The Durk Pearson & Sandy Shaw®
Life Extension NewsTM
Volume 11 No. 3 • May 2008

Astaxanthin Promotes Fat Metabolism,
Rather Than Glucose Metabolism,
During Exercise Improving Endurance

Astaxanthin is a carotenoid (not used to create vitamin A in the human body) found in algae, fish, and birds.1 A new paper1 reports on the beneficial effects of astaxanthin on exercise performance.

As the authors explain, when exercise depends upon glucose as its fuel, the intramuscular pH decreases due to the production of lactic acid, which may impair muscular contractions. On the other hand, utilizing fats as fuel for exercise works well, because it can be continuously and efficiently obtained via aerobic metabolism. The authors propose that fat burning during exercise not only reduces muscle fat content but also improves endurance. The authors had shown, in an earlier work, that astaxanthin “accumulates in muscle tissue, as well as liver and kidney, after oral administration, and dietary astaxanthin attenuates muscle damage and inhibits peroxidation of DNA and lipids due to prolonged exercise.”

In their new study, the researchers examined the effects of astaxanthin on lipid metabolism in exercising mice. They also looked at the protective effect of astaxanthin on oxidative damage to carnitine palmitoyl transferase 1 (CPT 1), an enzyme located in the mitochondrial membrane that plays an important role in the importation of fatty acids for metabolism in the mitochondria.

■ ■ ■ ■ ■ ■ ■

--- PROBLEM SET ---
• a. Do the following statements agree with the article on astaxanthin? For each, answer yes or no and quote the deciding words from the article. (i) Astaxanthin is used to create vitamin A in the human body. (ii) CPT 1 is an enzyme found in the mitochondrial membrane. (iii) The new study looked at lipid metabolism in exercising mice.
• b. Continue the article on astaxanthin, picking up right after its final sentence.

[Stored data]

■ ■ ■ ■ ■ ■ ■

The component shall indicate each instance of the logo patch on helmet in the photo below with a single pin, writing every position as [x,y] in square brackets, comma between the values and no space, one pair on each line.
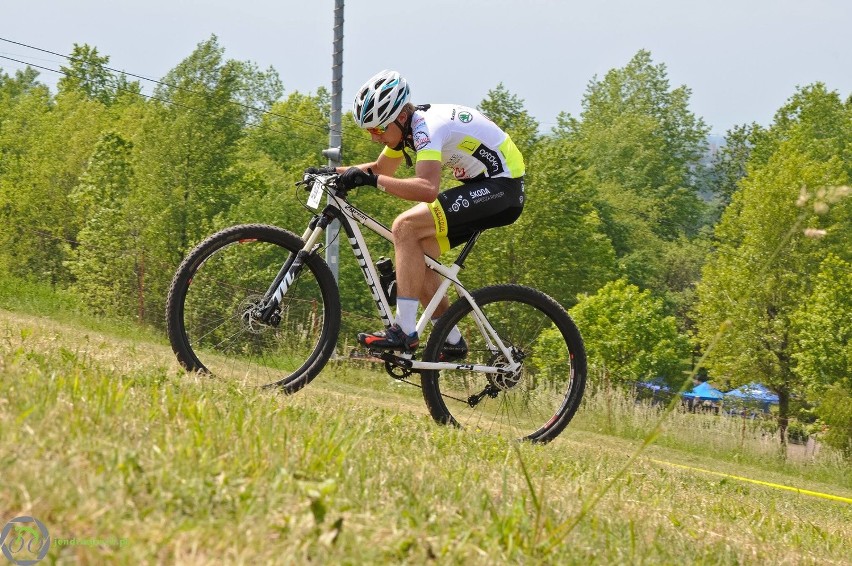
[421,140]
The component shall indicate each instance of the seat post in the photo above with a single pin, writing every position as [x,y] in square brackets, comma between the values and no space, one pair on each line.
[467,248]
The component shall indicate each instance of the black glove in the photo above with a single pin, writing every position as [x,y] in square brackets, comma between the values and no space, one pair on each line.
[320,170]
[355,177]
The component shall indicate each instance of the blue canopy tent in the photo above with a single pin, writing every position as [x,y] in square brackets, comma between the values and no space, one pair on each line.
[755,394]
[656,384]
[705,392]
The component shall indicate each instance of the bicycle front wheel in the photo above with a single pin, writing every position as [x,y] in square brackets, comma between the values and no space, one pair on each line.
[536,401]
[213,302]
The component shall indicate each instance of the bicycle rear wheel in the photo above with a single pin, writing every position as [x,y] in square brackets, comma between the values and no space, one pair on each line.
[213,302]
[534,403]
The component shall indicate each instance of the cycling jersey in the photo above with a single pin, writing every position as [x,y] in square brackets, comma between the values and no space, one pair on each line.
[463,140]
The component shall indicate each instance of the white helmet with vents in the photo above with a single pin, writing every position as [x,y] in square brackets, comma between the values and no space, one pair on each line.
[380,100]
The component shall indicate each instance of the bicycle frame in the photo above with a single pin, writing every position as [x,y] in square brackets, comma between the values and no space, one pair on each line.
[351,218]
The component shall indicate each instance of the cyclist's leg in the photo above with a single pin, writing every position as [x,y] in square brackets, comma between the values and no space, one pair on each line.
[414,235]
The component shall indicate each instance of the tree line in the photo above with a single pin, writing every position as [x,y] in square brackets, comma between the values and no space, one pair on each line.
[741,264]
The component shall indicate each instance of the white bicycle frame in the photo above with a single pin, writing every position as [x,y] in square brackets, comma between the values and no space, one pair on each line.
[352,218]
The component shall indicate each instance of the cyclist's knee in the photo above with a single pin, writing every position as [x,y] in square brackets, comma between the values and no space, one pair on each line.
[413,224]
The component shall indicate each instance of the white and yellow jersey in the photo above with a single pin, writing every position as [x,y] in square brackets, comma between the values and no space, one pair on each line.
[463,140]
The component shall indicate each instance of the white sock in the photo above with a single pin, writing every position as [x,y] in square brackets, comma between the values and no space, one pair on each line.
[454,336]
[406,313]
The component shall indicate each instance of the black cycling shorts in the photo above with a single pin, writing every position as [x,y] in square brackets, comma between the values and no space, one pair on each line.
[476,205]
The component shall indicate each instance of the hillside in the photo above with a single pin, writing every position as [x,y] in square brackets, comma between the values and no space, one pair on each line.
[126,459]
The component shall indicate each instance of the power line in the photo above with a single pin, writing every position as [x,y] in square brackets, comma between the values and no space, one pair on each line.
[324,128]
[167,101]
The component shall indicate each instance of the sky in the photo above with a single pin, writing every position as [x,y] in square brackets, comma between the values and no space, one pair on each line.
[741,59]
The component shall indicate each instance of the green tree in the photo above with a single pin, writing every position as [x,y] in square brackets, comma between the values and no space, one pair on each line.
[824,357]
[45,148]
[628,335]
[188,156]
[87,74]
[507,111]
[764,265]
[641,147]
[106,259]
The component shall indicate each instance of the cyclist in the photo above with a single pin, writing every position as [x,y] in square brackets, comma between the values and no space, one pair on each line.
[482,157]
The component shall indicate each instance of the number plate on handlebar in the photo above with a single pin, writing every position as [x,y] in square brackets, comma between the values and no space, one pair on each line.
[316,195]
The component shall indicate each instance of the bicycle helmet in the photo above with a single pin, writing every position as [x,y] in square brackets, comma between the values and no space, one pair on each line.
[380,100]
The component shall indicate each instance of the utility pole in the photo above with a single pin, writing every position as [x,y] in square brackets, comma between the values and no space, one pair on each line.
[332,247]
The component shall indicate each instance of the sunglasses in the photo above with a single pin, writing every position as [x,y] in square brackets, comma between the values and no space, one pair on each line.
[378,130]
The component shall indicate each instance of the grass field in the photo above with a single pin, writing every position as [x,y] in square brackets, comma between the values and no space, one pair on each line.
[125,459]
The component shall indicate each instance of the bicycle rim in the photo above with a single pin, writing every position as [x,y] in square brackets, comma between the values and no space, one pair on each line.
[213,302]
[534,403]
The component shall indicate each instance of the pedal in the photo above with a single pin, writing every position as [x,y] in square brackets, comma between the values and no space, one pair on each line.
[396,366]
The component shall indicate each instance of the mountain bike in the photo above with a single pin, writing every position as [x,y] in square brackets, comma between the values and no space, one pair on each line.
[258,303]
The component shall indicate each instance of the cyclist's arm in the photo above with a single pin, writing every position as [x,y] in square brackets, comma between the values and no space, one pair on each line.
[386,164]
[423,187]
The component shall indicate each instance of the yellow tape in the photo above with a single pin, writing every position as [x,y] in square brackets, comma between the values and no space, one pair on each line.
[758,482]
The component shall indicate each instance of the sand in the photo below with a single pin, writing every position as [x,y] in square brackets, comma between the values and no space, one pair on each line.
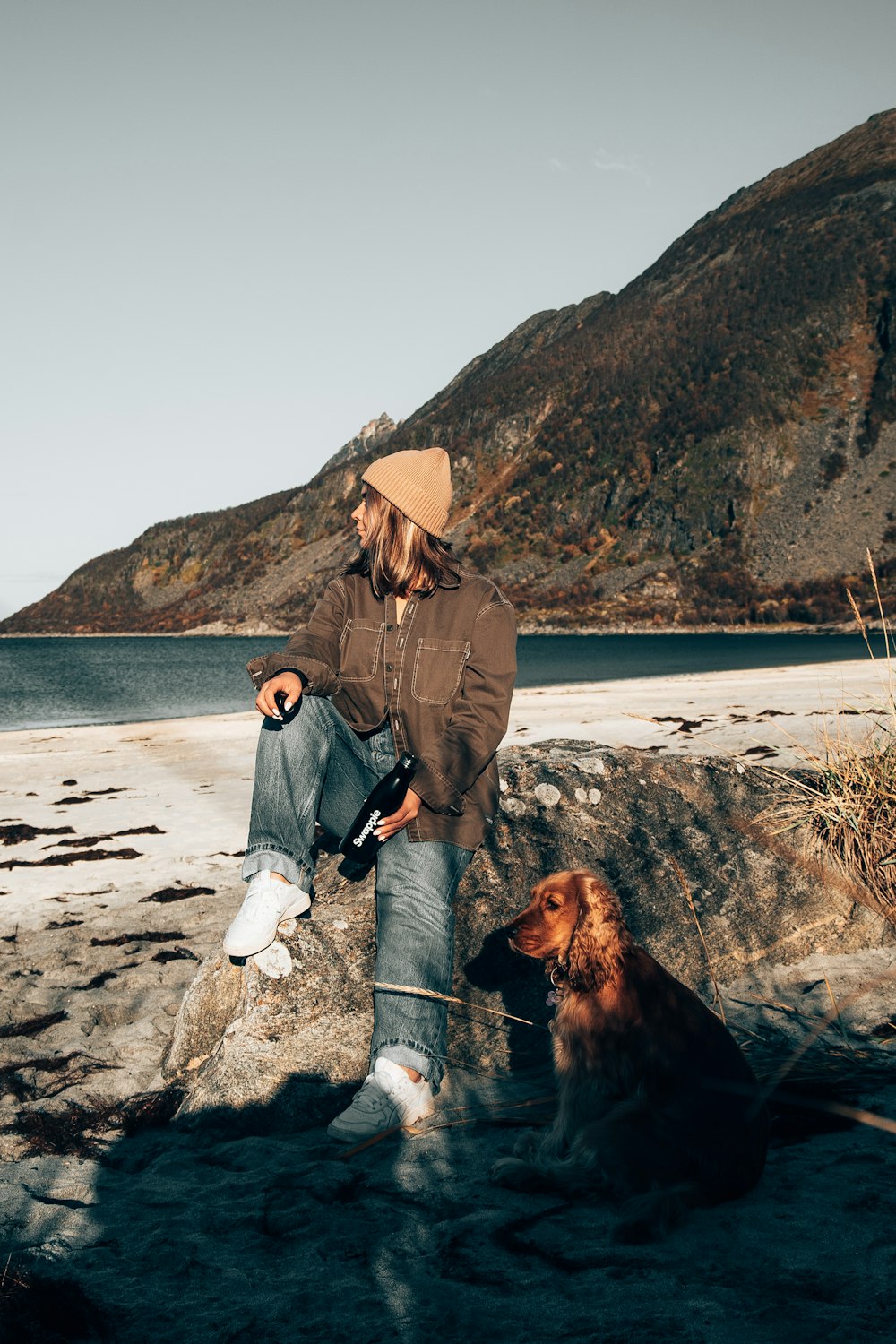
[188,1233]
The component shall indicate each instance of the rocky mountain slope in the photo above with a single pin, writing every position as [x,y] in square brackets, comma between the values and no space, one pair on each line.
[713,444]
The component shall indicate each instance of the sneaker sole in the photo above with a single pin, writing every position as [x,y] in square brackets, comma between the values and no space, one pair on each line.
[354,1136]
[298,906]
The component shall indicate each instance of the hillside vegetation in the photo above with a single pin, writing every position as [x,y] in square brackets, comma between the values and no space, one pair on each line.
[716,444]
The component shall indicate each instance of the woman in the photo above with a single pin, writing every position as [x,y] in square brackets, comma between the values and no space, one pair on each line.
[405,652]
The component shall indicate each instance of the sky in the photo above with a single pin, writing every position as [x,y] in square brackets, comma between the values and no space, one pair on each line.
[237,230]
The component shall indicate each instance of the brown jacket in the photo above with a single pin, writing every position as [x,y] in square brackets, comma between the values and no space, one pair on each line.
[443,679]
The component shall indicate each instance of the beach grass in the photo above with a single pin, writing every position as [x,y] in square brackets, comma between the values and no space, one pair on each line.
[847,801]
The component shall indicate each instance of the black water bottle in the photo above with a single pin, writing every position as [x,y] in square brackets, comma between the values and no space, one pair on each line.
[360,844]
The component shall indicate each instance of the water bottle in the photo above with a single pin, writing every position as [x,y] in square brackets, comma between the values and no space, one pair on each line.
[360,844]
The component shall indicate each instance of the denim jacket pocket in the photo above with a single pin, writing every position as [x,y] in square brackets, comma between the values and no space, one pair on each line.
[438,669]
[359,650]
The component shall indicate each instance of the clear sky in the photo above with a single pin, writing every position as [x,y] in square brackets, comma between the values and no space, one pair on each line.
[236,230]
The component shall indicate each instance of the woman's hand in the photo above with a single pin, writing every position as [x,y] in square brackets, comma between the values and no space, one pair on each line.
[265,702]
[409,809]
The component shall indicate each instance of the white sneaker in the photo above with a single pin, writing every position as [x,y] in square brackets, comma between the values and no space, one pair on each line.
[387,1098]
[268,902]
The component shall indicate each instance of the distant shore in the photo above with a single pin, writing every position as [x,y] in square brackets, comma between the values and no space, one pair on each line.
[522,628]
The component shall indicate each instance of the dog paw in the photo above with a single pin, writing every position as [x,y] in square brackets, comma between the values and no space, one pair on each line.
[527,1145]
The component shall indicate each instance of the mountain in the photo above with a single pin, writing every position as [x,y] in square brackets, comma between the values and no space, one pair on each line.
[713,444]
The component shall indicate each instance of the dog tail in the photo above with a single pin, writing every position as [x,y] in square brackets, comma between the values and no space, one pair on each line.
[645,1218]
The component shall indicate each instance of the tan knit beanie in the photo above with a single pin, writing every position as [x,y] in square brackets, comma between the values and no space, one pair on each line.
[417,481]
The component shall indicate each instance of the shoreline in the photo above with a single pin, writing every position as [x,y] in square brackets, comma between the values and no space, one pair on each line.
[522,628]
[571,698]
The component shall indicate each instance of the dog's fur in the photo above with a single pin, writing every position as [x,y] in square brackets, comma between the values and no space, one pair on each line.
[657,1105]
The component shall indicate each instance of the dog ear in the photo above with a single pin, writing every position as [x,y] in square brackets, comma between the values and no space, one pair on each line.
[599,938]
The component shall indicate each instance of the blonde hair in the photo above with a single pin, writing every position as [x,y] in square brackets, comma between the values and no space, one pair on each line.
[398,556]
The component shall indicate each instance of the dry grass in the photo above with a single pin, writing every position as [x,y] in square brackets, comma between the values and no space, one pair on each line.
[848,803]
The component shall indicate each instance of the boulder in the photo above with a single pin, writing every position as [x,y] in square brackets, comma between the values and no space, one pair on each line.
[667,833]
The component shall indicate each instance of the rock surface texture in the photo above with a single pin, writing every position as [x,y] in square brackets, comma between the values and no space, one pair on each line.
[246,1039]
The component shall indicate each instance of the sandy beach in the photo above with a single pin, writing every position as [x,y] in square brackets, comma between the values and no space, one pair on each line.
[118,875]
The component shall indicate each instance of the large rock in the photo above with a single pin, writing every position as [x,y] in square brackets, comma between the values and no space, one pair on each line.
[244,1039]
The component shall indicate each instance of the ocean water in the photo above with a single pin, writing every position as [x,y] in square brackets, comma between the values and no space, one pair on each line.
[126,679]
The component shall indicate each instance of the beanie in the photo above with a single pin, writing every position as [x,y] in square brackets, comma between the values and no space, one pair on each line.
[417,481]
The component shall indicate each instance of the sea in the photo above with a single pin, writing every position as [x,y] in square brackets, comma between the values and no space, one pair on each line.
[61,682]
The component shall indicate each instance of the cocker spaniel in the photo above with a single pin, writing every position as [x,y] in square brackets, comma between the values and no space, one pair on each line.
[657,1105]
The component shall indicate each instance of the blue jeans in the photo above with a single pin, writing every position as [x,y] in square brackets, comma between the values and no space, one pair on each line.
[316,769]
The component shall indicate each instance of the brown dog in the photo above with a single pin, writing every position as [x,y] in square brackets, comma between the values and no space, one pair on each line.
[657,1105]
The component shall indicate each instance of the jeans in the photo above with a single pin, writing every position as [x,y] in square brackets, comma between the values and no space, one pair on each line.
[316,769]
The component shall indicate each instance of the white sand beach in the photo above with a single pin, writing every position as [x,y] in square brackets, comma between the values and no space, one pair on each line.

■ ■ ■ ■ ■ ■ ■

--- WRITTEN RESPONSES ---
• a.
(i) No: "not used to create vitamin A in the human body"
(ii) Yes: "an enzyme located in the mitochondrial membrane"
(iii) Yes: "the researchers examined the effects of astaxanthin on lipid metabolism in exercising mice"

• b.
The mice were divided into four groups: a resting control group, a resting control group receiving astaxanthin (0.02% by weight), a running training group, and a running training group treated with astaxanthin. After 4 weeks, they were tested. The authors found that fat utilization was significantly higher in the astaxanthin-supplemented group compared with the normal-diet group. At the same time, carbohydrate utilization was significantly lower. The increase in lactic acid by exercise and the use of glycogen were reduced by astaxanthin. Oxidative modification of CPT 1 by one of the lipid peroxides was increased by exercise, but the increase was reduced by astaxanthin. Moreover, the running time to exhaustion for the running trained mice was increased with astaxanthin.

The authors propose that the specific lipolytic effect caused by astaxanthin—facilitating utilization of lipids in muscle rather than promoting release from fat stores—“may be unique in astaxanthin not obtained in other antioxidants. In fact, vitamins C and E failed to increase aerobic performance.” They suggest that astaxanthin’s high antioxidant activity and its intracellular location may be responsible, at least in part, for this.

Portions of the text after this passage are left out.